Short exercise 1
Rewrite the stretch of the judgment below from "(e) It is frivolous, vexatious" through "14th April 1997.", replacing "superior court" with "High Court".
## BEGIN Supplied text
P C Desai v Navin M Patel t/a Sandpipers Constructions & Civil Engineering Services & 13 others [2001] KECA 355 (KLR)
Full Case Text
IN THE COURT OF APPEAL
AT NAIROBI
(Coram: Gicheru, Tunoi & Shah JJ A)
CIVIL APPEAL NO 178 OF 2000
P C DESAI ………………………………………...…...........…..APPELLANT
VERSUS
NAVIN M PATEL T/A SANDPIPERS CONSTRUCTIONS & CIVIL
ENGINEERING SERVICES & 13 OTHERS…………….…RESPONDENTS
(An appeal from an Order/Ruling of the High Court of Kenya at Nairobi
(Mr Justice Hayanga) dated 29th day of January 1998 in
HCCC No 473 of 1997)
JUDGMENT
The appellant, P C Desai, is one of the defendants in HCCC No 473 of 1997. In the plaint he is described as Immediate Past Chairman of Premier Club (the Club). The Chairman of the Club and 13 other members of the Club were sued by the first respondent, Navin M Patel trading as Sandpipers Constructions & Civil Engineering Services, in their capacity as members of the Managing Committee of the Club for alleged nonpayment for work done and materials supplied by the first respondent to "the defendant". The plaint filed in the superior court purports to show that the members of the Managing Committee of the Club are sued on behalf of themselves and all other members of the Club. In addition the Club itself is sued as "The Premier Club".
On 14th April, 1997 the appellant lodged an application in the superior court, by way of a chamber summons, seeking to strike out the plaint on the grounds that:
"(a) The work carried out by the plaintiff, if any, was for and on behalf of Premier Club.
(b) Any actions should be against the Registered Trustees of Premier Club.
(c) It does not allege that the defendant, P C Desai entered into any contract with the plaintiff.
(d) No representation order has been made.
(e) It is frivolous, vexatious and an abuse of the process of the Court".
The appellant's application in the superior court was stated to be brought under order 6 rule 13 of the Civil Procedure Rules. The fifth ground upon which it was brought refers clearly to order 6 rule 13(1) (b) and (d) of the Civil Procedure Rules although there is no specific reference to sub-rule (1) (b) and (d) in the title of the chamber summons lodged in the superior court on 14th April 1997.
The application as drawn by the appellant's advocates is sketchy; so is the affidavit sworn in support thereof. One would have expected the application to state the precise sub-rule on which it was based. Similarly the appellant's advocates ought to have shown by way of annexing to the affidavit a copy of the document of title showing who the legal owners of the Club are. As it turned out Miss Gathaara who appeared for the first respondent confirmed that the Club property is owned by its trustees under the Trustees (Perpetual Succession) Act, Cap 164 Laws of Kenya. The Club property therefore vests in a body corporate consisting of the trustees in terms of section 4 of the said Act.
## END Supplied text
Short exercise 2
Output, with no changes, the stretch of the records from the line that contains "of the green" through the line that contains "(1116, 829)", both lines included.
## BEGIN Information provided
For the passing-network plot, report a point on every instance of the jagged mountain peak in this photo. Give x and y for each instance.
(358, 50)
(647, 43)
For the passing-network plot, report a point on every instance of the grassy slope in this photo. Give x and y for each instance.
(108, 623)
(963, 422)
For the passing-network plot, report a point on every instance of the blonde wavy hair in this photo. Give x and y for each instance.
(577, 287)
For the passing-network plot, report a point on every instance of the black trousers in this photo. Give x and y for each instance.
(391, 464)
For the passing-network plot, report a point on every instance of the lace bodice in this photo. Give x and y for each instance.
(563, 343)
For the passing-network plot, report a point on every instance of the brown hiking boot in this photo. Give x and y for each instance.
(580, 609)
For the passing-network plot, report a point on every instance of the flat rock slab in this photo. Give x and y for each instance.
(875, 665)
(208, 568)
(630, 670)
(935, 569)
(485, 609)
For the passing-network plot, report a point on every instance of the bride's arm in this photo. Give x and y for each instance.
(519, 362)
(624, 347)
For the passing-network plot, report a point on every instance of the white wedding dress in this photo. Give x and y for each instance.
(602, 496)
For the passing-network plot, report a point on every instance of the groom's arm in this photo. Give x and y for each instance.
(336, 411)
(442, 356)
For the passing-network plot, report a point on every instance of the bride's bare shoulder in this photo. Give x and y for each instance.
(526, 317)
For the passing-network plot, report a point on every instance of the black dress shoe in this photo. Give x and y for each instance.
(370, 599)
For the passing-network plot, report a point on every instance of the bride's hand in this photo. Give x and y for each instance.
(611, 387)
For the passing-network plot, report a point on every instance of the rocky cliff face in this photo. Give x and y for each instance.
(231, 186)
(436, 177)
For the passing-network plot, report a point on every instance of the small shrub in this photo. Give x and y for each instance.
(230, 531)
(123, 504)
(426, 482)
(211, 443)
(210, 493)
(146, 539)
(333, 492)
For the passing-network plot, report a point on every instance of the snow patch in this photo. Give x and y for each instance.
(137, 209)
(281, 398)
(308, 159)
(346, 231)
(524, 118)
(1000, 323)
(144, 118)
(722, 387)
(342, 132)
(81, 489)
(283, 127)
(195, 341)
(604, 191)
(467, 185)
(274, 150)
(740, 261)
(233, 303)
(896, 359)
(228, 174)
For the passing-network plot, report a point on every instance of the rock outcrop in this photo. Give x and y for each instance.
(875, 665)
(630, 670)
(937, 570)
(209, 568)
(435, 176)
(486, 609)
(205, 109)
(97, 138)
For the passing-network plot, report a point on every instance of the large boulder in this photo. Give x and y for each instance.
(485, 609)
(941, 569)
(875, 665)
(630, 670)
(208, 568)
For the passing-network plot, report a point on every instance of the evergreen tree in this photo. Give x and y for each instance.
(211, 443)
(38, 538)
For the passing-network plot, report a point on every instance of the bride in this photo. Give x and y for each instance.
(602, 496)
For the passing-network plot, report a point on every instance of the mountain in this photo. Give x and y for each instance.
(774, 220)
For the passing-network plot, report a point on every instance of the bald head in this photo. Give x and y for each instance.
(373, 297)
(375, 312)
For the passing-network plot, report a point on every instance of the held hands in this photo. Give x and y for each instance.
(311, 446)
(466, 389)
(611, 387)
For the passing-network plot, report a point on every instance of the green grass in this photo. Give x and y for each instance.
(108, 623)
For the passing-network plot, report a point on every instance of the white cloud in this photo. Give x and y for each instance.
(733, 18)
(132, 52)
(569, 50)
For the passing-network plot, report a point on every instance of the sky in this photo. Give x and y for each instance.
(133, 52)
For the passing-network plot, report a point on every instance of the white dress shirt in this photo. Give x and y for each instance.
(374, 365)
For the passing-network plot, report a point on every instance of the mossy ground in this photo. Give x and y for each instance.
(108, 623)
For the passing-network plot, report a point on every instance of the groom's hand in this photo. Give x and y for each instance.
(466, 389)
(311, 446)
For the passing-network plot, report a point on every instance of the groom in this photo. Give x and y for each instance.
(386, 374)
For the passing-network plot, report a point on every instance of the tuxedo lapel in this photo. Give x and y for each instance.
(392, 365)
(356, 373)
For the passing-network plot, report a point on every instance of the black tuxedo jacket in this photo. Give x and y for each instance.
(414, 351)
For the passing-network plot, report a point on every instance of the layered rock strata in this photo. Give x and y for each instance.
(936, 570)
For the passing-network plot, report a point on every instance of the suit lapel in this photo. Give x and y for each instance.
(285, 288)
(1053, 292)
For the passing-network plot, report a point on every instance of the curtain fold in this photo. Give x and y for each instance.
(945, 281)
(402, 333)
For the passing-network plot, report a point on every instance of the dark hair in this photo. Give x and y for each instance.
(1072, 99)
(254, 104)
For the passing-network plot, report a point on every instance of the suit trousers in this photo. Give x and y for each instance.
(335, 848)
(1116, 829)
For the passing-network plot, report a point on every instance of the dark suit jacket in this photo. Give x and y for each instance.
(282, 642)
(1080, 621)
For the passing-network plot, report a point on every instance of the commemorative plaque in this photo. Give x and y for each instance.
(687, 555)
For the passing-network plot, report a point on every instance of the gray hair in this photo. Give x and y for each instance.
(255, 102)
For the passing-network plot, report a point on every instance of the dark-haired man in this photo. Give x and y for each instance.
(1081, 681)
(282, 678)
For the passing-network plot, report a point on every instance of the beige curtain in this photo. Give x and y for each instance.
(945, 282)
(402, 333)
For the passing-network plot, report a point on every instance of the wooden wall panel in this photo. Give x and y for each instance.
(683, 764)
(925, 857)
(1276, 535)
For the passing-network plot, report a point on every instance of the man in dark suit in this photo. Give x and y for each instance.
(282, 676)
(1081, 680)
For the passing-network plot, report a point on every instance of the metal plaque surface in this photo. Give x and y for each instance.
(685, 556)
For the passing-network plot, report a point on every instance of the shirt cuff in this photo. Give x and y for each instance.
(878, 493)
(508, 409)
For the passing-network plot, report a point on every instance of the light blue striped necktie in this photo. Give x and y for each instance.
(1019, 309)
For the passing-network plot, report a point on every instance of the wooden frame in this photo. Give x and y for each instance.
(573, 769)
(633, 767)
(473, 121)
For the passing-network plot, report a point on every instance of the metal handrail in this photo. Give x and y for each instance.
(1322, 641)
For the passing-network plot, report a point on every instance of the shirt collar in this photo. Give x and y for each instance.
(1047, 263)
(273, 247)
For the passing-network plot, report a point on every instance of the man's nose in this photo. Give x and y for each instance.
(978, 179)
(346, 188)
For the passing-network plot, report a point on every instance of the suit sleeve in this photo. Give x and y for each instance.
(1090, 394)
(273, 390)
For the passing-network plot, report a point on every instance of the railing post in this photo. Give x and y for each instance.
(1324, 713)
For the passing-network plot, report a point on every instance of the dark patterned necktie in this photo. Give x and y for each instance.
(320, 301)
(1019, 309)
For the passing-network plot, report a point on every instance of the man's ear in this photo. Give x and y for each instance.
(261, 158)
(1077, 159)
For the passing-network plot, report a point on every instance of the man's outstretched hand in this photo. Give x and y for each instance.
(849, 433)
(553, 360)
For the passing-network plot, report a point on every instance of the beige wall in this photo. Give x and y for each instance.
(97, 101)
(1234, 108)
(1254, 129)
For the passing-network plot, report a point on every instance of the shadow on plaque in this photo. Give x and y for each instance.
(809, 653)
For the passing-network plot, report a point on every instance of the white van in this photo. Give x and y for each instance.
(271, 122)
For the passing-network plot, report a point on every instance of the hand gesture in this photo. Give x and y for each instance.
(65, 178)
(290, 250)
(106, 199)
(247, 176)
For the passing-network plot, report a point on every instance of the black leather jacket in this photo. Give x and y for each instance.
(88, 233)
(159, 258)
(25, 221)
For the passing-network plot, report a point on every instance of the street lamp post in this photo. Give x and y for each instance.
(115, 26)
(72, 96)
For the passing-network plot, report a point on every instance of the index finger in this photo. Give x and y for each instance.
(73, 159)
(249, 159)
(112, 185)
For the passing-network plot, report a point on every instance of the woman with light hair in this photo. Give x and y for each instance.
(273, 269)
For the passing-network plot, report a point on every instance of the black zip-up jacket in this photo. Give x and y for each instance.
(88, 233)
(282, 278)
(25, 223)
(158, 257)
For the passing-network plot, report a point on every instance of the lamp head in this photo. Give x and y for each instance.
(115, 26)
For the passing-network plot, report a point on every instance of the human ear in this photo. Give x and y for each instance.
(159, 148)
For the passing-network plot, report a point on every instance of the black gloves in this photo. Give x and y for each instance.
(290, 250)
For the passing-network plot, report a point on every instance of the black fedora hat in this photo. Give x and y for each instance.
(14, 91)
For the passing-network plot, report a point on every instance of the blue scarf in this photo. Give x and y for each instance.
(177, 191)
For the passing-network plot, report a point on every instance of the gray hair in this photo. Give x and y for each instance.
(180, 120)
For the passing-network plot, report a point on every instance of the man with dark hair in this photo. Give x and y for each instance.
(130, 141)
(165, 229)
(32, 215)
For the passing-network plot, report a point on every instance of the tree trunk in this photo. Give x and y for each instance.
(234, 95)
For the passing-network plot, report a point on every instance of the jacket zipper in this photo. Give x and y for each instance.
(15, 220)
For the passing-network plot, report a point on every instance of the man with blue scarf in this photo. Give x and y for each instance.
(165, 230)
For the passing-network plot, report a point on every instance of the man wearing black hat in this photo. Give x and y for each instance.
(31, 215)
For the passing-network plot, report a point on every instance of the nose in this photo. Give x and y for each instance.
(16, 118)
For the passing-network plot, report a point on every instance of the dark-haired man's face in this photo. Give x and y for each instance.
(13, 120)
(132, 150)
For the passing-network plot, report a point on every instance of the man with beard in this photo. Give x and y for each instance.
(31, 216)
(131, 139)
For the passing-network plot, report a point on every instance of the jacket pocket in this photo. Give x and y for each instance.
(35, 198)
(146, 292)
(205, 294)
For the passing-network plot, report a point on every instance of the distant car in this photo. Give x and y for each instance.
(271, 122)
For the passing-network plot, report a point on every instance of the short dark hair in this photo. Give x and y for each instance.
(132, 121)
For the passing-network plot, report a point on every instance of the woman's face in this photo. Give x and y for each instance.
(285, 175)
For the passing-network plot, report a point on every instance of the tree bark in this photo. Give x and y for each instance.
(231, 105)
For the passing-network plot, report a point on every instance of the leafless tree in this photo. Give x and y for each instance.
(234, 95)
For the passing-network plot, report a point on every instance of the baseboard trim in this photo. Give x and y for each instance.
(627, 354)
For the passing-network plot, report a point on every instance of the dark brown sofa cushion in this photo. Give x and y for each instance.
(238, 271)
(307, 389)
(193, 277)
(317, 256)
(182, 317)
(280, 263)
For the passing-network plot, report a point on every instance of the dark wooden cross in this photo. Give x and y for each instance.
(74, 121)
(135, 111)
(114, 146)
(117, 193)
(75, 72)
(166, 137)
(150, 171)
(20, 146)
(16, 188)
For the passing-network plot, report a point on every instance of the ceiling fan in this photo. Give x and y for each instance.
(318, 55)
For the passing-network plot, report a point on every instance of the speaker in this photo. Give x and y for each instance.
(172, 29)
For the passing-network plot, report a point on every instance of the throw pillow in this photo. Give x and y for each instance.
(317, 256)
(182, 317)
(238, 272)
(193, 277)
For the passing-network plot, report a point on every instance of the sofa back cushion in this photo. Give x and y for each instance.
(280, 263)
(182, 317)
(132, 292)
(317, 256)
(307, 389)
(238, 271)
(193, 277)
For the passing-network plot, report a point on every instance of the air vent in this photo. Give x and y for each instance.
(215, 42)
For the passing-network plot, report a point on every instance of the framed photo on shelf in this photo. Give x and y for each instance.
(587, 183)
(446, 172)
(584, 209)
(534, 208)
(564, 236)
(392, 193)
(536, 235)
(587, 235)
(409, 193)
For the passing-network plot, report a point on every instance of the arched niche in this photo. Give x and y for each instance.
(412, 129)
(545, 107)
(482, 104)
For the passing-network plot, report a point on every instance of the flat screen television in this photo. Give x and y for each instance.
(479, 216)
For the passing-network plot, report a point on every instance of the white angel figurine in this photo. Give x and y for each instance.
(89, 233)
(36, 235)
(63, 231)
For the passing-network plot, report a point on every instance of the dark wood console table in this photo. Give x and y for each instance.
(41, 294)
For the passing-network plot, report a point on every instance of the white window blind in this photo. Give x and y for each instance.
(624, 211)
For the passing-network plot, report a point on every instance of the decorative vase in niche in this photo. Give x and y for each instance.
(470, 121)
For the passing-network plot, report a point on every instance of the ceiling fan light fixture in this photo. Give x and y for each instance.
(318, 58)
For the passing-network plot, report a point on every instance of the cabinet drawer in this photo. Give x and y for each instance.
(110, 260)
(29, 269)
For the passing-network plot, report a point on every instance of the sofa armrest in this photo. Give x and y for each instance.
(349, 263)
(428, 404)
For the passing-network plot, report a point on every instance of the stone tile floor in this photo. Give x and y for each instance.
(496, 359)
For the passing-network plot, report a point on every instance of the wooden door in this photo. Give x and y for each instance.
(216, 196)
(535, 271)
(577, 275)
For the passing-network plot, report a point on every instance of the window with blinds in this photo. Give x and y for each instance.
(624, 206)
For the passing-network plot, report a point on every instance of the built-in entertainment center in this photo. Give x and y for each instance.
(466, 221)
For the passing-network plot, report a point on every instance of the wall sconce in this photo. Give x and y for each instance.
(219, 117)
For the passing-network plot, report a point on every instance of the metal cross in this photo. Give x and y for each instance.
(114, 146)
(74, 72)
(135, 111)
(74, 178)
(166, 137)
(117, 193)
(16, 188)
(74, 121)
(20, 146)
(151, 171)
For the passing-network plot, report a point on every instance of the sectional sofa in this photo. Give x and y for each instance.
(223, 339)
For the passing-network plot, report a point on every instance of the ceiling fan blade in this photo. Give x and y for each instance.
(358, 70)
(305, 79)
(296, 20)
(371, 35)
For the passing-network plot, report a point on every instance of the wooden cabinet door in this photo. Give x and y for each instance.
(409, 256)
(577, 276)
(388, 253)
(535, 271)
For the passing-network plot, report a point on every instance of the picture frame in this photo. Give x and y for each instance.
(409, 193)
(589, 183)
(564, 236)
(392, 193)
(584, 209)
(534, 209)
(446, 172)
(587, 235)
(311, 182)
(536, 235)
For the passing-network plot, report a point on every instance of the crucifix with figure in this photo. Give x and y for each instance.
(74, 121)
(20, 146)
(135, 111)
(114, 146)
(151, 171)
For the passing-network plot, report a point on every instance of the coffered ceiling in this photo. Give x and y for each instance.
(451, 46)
## END Information provided
Task response 1
(e) It is frivolous, vexatious and an abuse of the process of the Court".
The appellant's application in the High Court was stated to be brought under order 6 rule 13 of the Civil Procedure Rules. The fifth ground upon which it was brought refers clearly to order 6 rule 13(1) (b) and (d) of the Civil Procedure Rules although there is no specific reference to sub-rule (1) (b) and (d) in the title of the chamber summons lodged in the High Court on 14th April 1997.

Task response 2
For the passing-network plot, report a point on every instance of the green grass in this photo. Give x and y for each instance.
(108, 623)
For the passing-network plot, report a point on every instance of the white cloud in this photo. Give x and y for each instance.
(733, 18)
(132, 52)
(569, 50)
For the passing-network plot, report a point on every instance of the sky in this photo. Give x and y for each instance.
(133, 52)
For the passing-network plot, report a point on every instance of the white dress shirt in this photo. Give x and y for each instance.
(374, 365)
For the passing-network plot, report a point on every instance of the mossy ground in this photo. Give x and y for each instance.
(108, 623)
For the passing-network plot, report a point on every instance of the groom's hand in this photo. Give x and y for each instance.
(466, 389)
(311, 446)
For the passing-network plot, report a point on every instance of the groom in this photo. Give x and y for each instance.
(386, 374)
For the passing-network plot, report a point on every instance of the tuxedo lapel in this photo. Give x and y for each instance.
(392, 365)
(356, 373)
For the passing-network plot, report a point on every instance of the black tuxedo jacket in this photo. Give x and y for each instance.
(414, 351)
For the passing-network plot, report a point on every instance of the layered rock strata in this photo. Give x and y for each instance.
(936, 570)
For the passing-network plot, report a point on every instance of the suit lapel in this photo. Give x and y for each instance.
(285, 288)
(1053, 292)
For the passing-network plot, report a point on every instance of the curtain fold in this photo. Give x and y for each instance.
(945, 281)
(402, 333)
For the passing-network plot, report a point on every instance of the dark hair in this photo. Give x and y for each instance.
(1072, 99)
(254, 104)
For the passing-network plot, report a point on every instance of the suit trousers in this photo. Give x and y for each instance.
(335, 848)
(1116, 829)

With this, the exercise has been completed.